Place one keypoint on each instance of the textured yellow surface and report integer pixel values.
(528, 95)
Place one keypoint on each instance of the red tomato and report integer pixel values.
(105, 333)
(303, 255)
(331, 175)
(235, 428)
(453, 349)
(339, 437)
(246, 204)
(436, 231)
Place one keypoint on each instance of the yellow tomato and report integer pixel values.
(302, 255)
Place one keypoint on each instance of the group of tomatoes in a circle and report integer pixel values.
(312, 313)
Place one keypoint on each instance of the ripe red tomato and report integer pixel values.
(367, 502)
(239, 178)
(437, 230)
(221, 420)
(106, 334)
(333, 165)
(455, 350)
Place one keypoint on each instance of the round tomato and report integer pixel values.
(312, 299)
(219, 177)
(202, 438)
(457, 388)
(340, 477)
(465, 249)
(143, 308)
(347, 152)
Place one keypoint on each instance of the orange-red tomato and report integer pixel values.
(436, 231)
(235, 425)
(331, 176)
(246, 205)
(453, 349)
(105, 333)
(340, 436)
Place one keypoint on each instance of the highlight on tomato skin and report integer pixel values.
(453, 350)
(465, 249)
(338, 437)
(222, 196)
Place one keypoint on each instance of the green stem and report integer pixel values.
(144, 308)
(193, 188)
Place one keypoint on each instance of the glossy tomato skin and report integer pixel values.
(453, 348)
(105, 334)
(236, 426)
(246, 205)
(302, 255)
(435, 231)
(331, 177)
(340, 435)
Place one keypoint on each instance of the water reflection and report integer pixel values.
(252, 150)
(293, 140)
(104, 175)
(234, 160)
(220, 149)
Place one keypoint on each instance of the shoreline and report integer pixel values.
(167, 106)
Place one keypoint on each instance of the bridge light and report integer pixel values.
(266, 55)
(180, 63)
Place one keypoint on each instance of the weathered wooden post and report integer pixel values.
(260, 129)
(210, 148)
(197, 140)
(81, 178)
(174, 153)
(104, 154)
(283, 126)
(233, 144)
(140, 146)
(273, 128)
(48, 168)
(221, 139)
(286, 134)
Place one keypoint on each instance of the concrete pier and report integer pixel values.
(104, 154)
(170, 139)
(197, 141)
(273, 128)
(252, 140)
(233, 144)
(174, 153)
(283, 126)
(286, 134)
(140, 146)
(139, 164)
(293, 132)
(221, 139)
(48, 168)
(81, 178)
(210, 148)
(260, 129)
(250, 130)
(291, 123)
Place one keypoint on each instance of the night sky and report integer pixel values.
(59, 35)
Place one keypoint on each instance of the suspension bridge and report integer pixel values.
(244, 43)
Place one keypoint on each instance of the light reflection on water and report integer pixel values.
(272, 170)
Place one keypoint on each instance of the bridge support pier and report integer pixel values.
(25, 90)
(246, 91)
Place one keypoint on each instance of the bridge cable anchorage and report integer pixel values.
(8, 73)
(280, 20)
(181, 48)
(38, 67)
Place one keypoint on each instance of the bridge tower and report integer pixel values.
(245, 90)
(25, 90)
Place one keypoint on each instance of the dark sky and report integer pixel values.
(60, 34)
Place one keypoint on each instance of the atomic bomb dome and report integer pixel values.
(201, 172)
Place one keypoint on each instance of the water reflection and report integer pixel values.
# # # # # # #
• Short problem:
Output all of the data again. Match it exactly.

• Task result:
Place one keypoint on each instance of the textured yellow surface and report integer pixel values.
(528, 95)
Place one keypoint on each instance of the red tomato and report integer pixel values.
(105, 333)
(303, 255)
(331, 175)
(235, 428)
(453, 349)
(339, 437)
(246, 204)
(436, 231)
Place one keypoint on each instance of the yellow tomato and report integer pixel values.
(302, 255)
Place one keypoint on each instance of the group of tomatoes in a circle and report integer pixel values.
(312, 313)
Place one keypoint on each instance of the ripe red tomato and report integer pixel values.
(367, 502)
(239, 178)
(437, 230)
(221, 420)
(106, 334)
(333, 165)
(455, 350)
Place one keypoint on each instance of the round tomato and report integer pixel values.
(312, 299)
(219, 177)
(202, 438)
(457, 388)
(340, 477)
(465, 249)
(143, 308)
(347, 152)
Place one keypoint on each instance of the orange-red tomato and report integer pixel values.
(436, 231)
(235, 425)
(331, 176)
(246, 205)
(453, 349)
(105, 333)
(340, 436)
Place one keypoint on each instance of the highlight on tomato skin and report integer pixel values.
(453, 350)
(465, 249)
(338, 437)
(222, 196)
Place one keypoint on each instance of the green stem and report integer pixel values.
(144, 308)
(193, 188)
Place one keypoint on each instance of the glossy tomato skin and report integer pixel values.
(453, 348)
(105, 334)
(236, 426)
(246, 205)
(302, 255)
(435, 231)
(331, 177)
(340, 435)
Place one keypoint on each instance of the water reflection and report integer pixel values.
(252, 150)
(293, 140)
(104, 175)
(234, 160)
(220, 149)
Place one keypoint on each instance of the shoreline and report integer pixel values.
(167, 106)
Place one keypoint on each instance of the bridge light and report integer pixel values.
(266, 55)
(180, 63)
Place one keypoint on each instance of the weathered wooden post and report integer pixel values.
(260, 129)
(210, 148)
(197, 140)
(81, 178)
(174, 153)
(104, 154)
(283, 126)
(233, 144)
(140, 146)
(273, 128)
(48, 168)
(221, 139)
(286, 134)
Place one keypoint on each instance of the concrete pier and report integer pixel values.
(104, 154)
(170, 139)
(197, 141)
(273, 128)
(252, 140)
(233, 144)
(174, 153)
(283, 126)
(286, 134)
(140, 146)
(139, 164)
(293, 132)
(221, 139)
(48, 168)
(81, 178)
(210, 148)
(260, 129)
(250, 130)
(291, 123)
Place one keypoint on each instance of the night sky and report integer pixel values.
(59, 35)
Place one keypoint on each instance of the suspension bridge and report integer pixel values.
(244, 43)
Place one keypoint on each instance of the light reflection on water and report integer pixel values.
(272, 170)
Place one keypoint on each instance of the bridge support pier and report integer pixel values.
(25, 90)
(246, 91)
Place one keypoint on each instance of the bridge cable anchorage and report integer pixel values.
(8, 73)
(280, 20)
(181, 48)
(38, 67)
Place one keypoint on each instance of the bridge tower and report integer pixel values.
(245, 90)
(25, 90)
Place one keypoint on each instance of the dark sky and report integer pixel values.
(60, 34)
Place one keypoint on each instance of the atomic bomb dome and report integer pixel values.
(201, 172)
Place one keypoint on each instance of the water reflection and report integer pixel values.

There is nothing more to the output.